_INSTRUCTIONS FOR THE TASK:_ Would you copy out exactly the lines of the listing below, beginning with the one that contains "Could you indicate the blue" and ending with the last?

********************

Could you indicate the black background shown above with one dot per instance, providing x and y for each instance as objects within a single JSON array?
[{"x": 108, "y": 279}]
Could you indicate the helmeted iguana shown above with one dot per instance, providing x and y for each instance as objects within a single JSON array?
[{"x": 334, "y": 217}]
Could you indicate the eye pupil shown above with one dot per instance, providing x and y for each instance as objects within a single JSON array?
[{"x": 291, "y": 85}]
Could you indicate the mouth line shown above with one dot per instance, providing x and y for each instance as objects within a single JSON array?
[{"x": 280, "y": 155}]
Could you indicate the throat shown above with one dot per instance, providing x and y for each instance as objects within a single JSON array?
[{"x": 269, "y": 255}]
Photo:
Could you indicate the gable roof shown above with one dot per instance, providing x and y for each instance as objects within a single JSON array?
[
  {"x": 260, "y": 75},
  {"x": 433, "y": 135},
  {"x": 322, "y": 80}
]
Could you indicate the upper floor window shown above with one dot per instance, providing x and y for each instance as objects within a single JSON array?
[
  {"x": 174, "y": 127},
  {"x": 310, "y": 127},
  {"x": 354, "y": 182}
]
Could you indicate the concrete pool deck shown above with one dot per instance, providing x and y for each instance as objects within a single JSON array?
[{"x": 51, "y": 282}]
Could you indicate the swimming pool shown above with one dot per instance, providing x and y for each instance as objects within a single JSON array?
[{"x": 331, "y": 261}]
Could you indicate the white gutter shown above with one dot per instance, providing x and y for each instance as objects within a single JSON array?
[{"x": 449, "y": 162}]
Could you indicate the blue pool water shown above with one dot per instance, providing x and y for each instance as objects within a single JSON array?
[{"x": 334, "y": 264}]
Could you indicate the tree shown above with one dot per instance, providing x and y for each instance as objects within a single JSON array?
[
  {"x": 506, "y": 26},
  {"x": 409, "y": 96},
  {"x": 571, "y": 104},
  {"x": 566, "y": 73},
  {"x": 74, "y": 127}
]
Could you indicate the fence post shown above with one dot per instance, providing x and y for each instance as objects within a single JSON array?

********************

_FINISHED EXERCISE:_
Could you indicate the blue pool water shown above with one dot per instance, providing x and y for each instance as objects within a single JSON array?
[{"x": 334, "y": 264}]
Could you indicate the tree shown above with one dot per instance, providing x and y for each instance as objects within a single JSON array?
[
  {"x": 506, "y": 26},
  {"x": 409, "y": 96},
  {"x": 571, "y": 104},
  {"x": 566, "y": 73},
  {"x": 74, "y": 127}
]
Could you indicate the fence post shown above with one dot per instance, providing x and y for each instance as objects within a single JSON array?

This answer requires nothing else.